▶ _TAREFA PROPOSTA_:
Responda a estas perguntas com base no trecho para leitura:
1. Contra o despotismo de quem era o manifesto que o autor assinou, e em que país?
2. Com quem o autor idealizou o projeto La Barraca?
3. Segundo o trecho, o que a direita via na atividade de La Barraca?

▶ _TRECHO PARA LEITURA_:
= = = = = = =

Se bem que no curso da história houve, e persiste ainda nos dias de hoje, quem sustentasse que o autor não era de esquerda, nem vermelho perigoso (como diziam os membros da Falange que depois o assassinaram) não é possível enfrentar discursos relativos à figura do poeta se não se abstrair isto. O autor não era, de fato, estranho a atividades conduzidas por ambientes ligados à esquerda (de matriz marxista, inclusive), existem provas de assinatura colocada em numerosos manifestos que foram elaborados na época contra a autoridade fascista no país e fora dele. Recordando, de fato, a sua assinatura no manifesto que muitos intelectuais subscreveram contra o despotismo de Salazar no país vizinho, Portugal. Por essa filiação a uma ideologia adversa e muito perigosa, a comunista, o autor seria logo estigmatizado e afastado dos ambientes aos quais a classe conservadora, que estava adquirindo um forte prestígio, não considerava mais a sua presença idônea. Até mesmo La Barraca, seu projeto idealizado junto a Eduardo Ugarte voltado a levar aos pequenos centros campestres o teatro diretamente ao ar livre, como acontecia antigamente, passou a ser mal visto pela direita que via nesta atividade uma intenção voltada à doutrinação comunista.

= = = = = = =

▶ _DADOS EXTRAÍDOS_:
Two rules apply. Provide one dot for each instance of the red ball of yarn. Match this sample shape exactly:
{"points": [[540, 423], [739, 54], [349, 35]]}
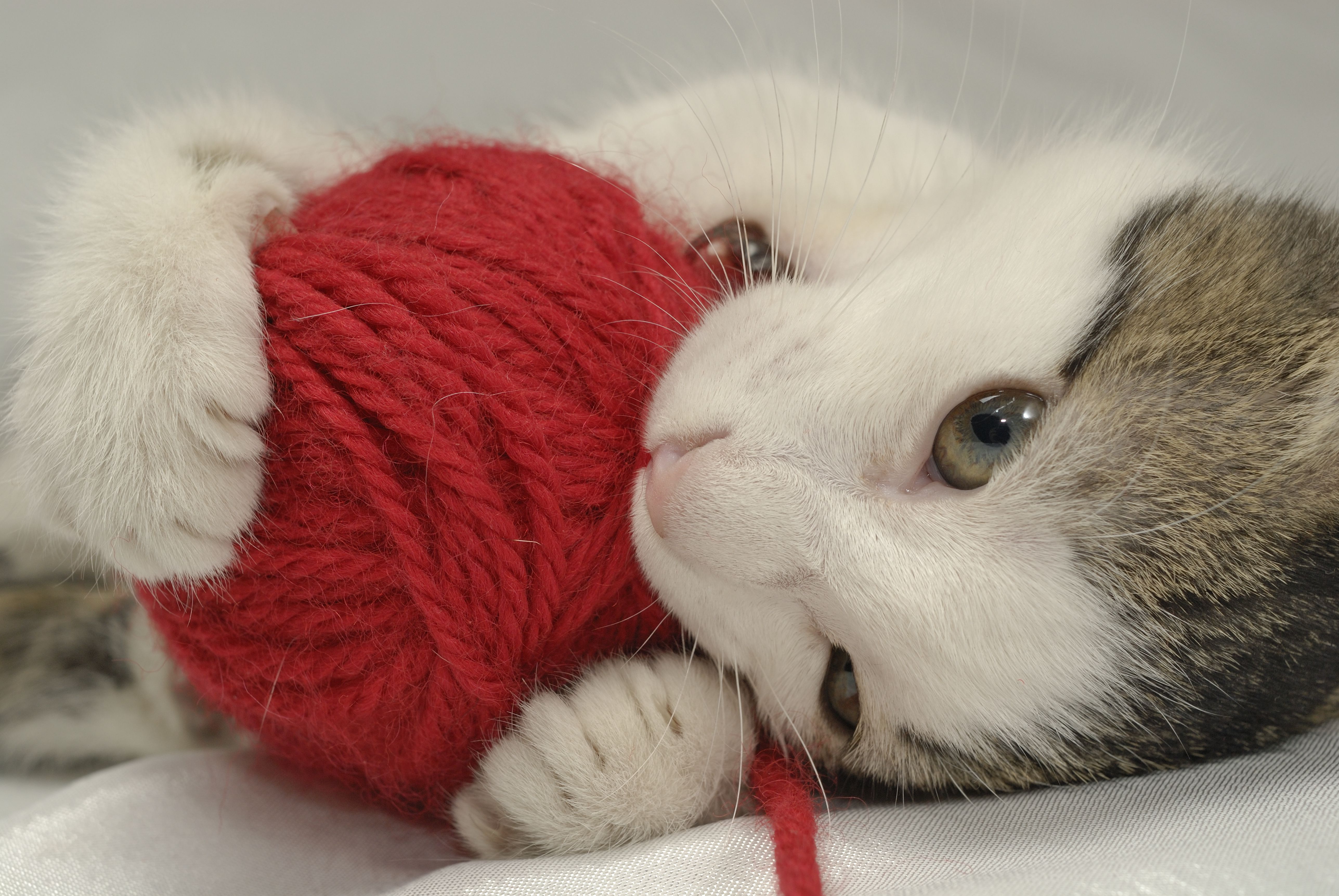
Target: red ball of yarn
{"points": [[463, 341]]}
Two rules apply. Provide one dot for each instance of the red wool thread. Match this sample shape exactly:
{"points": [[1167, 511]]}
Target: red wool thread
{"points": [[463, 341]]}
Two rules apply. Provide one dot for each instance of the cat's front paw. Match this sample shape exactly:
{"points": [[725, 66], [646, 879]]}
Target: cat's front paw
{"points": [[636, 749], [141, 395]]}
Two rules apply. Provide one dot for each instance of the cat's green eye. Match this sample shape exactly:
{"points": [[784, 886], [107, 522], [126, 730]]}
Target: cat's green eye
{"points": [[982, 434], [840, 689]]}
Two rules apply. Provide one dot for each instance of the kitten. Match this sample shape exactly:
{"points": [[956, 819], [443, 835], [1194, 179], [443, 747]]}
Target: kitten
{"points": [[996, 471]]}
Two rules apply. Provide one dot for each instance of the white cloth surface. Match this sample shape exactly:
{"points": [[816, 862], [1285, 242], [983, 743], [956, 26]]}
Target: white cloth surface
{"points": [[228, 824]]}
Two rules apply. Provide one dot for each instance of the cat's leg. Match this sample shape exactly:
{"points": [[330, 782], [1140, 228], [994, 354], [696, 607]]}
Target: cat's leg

= = = = = = =

▶ _A RESPOSTA_:
1. Contra o despotismo de Salazar, em Portugal.
2. Com Eduardo Ugarte.
3. Uma intenção voltada à doutrinação comunista.